■ DESCRIPTION OF THE TASK:
Turn every line from the one containing "Every instance of the dark shingled" through the end of the items into a JSON list of strings, one string per line with blank lines skipped. Leave the pictures out.

- - - -

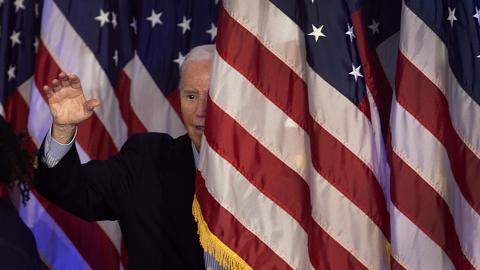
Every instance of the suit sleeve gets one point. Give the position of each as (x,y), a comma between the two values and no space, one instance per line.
(97,190)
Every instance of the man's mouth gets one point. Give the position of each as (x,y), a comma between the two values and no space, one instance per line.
(199,128)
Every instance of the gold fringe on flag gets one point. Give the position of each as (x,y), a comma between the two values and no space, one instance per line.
(211,244)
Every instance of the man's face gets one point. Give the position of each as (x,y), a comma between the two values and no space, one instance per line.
(194,86)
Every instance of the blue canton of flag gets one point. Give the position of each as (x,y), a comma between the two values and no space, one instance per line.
(127,54)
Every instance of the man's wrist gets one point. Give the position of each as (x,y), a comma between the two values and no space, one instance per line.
(63,133)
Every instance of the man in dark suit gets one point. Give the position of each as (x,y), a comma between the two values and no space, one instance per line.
(148,187)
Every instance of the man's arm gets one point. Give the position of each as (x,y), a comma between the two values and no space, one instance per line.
(97,190)
(87,191)
(54,151)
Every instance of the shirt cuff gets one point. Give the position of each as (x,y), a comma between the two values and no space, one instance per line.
(55,151)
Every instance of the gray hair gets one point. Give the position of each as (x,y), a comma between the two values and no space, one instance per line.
(199,53)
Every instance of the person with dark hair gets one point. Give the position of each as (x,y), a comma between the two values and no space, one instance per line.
(148,187)
(18,249)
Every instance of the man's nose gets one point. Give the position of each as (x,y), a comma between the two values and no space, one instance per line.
(202,106)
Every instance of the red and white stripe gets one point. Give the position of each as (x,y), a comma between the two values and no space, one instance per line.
(331,217)
(435,157)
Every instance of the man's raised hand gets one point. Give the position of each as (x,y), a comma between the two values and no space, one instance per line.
(68,106)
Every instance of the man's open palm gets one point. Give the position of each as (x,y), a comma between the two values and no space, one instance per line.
(67,103)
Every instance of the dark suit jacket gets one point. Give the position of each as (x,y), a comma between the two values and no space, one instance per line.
(148,187)
(17,245)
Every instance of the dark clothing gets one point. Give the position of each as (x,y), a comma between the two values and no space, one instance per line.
(17,246)
(148,187)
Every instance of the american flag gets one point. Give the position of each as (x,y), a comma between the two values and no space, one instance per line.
(343,135)
(127,54)
(435,129)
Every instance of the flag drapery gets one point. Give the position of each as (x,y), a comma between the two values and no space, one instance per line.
(340,134)
(343,135)
(127,54)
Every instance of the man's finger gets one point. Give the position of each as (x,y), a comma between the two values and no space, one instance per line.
(92,104)
(74,81)
(64,80)
(48,91)
(55,85)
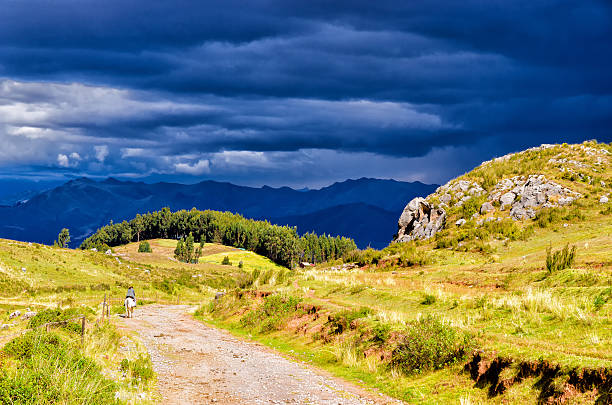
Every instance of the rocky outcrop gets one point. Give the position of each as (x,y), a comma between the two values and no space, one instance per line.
(524,195)
(420,220)
(458,191)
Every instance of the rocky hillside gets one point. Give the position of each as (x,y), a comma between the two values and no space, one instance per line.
(519,187)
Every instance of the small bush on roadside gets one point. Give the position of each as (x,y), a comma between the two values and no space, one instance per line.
(32,342)
(363,257)
(341,321)
(561,259)
(429,299)
(48,370)
(144,247)
(271,314)
(140,369)
(602,298)
(428,344)
(381,333)
(265,277)
(58,315)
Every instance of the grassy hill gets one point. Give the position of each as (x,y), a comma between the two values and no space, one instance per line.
(472,315)
(535,335)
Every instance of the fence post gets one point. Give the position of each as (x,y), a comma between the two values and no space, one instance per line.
(83,330)
(104,307)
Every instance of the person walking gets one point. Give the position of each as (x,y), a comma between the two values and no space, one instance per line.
(130,302)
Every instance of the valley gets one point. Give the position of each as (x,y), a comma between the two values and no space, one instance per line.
(507,301)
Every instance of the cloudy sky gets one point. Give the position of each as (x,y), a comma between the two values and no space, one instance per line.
(299,93)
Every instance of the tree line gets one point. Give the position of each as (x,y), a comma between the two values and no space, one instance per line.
(281,244)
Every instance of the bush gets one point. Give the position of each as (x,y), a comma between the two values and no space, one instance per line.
(32,342)
(343,320)
(140,370)
(428,345)
(57,315)
(429,299)
(271,314)
(363,257)
(408,253)
(145,247)
(561,259)
(49,370)
(381,333)
(602,298)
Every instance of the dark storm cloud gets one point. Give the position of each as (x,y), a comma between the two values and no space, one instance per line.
(175,86)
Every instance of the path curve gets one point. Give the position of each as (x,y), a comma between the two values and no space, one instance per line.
(199,364)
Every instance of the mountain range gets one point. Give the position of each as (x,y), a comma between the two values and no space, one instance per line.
(364,209)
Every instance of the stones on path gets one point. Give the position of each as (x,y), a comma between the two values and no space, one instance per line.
(196,363)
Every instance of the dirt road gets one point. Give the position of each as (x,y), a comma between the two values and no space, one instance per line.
(198,364)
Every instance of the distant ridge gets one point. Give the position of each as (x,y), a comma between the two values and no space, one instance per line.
(360,208)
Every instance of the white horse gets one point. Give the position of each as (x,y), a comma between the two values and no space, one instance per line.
(130,304)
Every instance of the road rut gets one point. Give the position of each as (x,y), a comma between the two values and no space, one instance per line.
(199,364)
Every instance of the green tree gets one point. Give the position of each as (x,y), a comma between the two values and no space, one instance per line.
(189,256)
(145,247)
(179,252)
(138,225)
(63,238)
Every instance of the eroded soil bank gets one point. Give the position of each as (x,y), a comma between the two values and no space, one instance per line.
(198,364)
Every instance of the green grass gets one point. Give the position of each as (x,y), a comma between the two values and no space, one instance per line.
(495,287)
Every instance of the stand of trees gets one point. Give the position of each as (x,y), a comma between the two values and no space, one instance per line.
(281,244)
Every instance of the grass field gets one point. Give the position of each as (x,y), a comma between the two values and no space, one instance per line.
(515,331)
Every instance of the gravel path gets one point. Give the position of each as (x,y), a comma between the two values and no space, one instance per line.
(198,364)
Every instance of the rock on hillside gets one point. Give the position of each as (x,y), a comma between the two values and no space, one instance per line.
(420,220)
(516,185)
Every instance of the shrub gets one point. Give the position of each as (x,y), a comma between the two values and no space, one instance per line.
(561,259)
(145,247)
(429,299)
(140,369)
(428,344)
(602,298)
(363,257)
(50,371)
(381,333)
(57,315)
(408,253)
(343,320)
(272,313)
(265,277)
(32,342)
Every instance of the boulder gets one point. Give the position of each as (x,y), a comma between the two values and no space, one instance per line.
(420,220)
(507,199)
(486,208)
(519,212)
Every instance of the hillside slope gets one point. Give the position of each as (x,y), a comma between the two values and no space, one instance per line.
(539,322)
(84,205)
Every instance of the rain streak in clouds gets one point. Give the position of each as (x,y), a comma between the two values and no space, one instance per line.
(296,93)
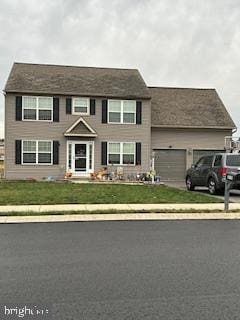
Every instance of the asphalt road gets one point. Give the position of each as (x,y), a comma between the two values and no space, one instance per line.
(124,270)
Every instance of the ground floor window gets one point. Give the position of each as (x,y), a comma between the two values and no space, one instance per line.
(37,152)
(121,153)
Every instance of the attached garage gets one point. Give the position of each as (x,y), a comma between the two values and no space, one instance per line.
(170,164)
(197,154)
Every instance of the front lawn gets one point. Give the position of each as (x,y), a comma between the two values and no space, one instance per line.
(24,192)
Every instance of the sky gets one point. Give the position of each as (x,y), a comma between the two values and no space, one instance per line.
(177,43)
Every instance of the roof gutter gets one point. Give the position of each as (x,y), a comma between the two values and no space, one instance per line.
(192,127)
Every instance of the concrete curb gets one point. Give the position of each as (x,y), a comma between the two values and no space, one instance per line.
(120,217)
(122,207)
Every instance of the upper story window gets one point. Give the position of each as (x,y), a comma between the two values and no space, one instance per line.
(81,106)
(122,111)
(37,108)
(36,152)
(122,153)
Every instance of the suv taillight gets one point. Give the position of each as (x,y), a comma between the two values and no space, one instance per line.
(223,172)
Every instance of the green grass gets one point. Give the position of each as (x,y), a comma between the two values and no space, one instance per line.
(25,192)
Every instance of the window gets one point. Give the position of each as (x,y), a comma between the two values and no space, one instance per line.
(37,108)
(80,106)
(122,153)
(208,161)
(36,152)
(233,160)
(200,162)
(121,111)
(218,161)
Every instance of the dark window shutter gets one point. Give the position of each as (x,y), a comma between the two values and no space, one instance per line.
(56,109)
(104,153)
(92,106)
(139,112)
(18,108)
(104,111)
(55,152)
(18,151)
(138,153)
(69,105)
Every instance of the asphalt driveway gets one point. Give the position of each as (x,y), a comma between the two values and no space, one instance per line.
(234,194)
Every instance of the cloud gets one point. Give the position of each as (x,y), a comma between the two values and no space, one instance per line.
(173,43)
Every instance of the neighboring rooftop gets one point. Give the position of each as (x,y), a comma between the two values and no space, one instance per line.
(185,107)
(70,80)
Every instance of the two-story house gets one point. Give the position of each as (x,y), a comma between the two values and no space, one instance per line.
(62,119)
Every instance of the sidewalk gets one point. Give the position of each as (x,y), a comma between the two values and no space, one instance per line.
(86,212)
(121,207)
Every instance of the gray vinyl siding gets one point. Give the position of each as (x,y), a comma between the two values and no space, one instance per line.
(18,130)
(189,139)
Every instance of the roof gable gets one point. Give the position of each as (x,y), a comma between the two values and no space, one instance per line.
(185,107)
(80,128)
(70,80)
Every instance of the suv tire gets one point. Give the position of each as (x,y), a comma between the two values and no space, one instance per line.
(189,184)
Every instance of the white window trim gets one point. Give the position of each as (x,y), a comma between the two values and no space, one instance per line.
(36,163)
(37,109)
(121,154)
(81,113)
(121,112)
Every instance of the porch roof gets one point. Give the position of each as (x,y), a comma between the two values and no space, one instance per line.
(80,128)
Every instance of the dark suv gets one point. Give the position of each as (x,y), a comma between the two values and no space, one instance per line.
(210,171)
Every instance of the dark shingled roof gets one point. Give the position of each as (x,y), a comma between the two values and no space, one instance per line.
(70,80)
(184,107)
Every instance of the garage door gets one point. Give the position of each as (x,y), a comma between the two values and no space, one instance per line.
(170,164)
(197,154)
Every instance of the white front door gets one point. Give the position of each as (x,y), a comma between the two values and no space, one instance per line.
(80,157)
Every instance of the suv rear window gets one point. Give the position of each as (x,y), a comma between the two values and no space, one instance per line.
(208,161)
(233,160)
(218,161)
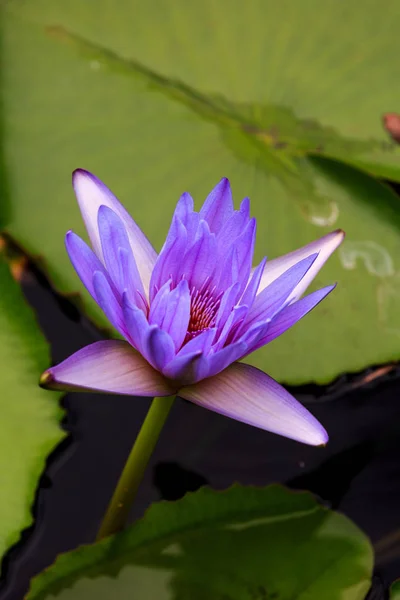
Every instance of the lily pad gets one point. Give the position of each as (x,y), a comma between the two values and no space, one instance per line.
(241,544)
(159,99)
(29,427)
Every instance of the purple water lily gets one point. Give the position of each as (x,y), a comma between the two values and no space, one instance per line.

- - - -

■ CORRECT RESULT:
[
  "Every instance of the dark shingled roof gets one point. Give the position of each as (x,y), a comma between the two values and no space, one instance per line.",
  "(70,80)",
  "(184,107)",
  "Every instance of the garage door gets one point. Give the position of each as (x,y), a comma between the two values and no space, one instance per line.",
  "(170,164)",
  "(197,154)",
  "Every instance of the white front door gets one point. Give the position of each as (x,y), a comma between the two values and no space, one instance per line.",
  "(80,157)",
  "Every instance of the suv rear window gets one point. Give the position of each as (x,y), a comma between the two values and no space, one instance per line.",
  "(208,161)",
  "(233,160)",
  "(218,161)",
  "Every instance of the lily pad gets one point. Give the position of each as (x,y), a comma between the two values and no space, one instance per line.",
  "(241,544)",
  "(159,99)",
  "(29,427)",
  "Every instance of the purple water lily gets one point. Give the position of each as (x,y), a comma between the two values and no space, one instance per line."
]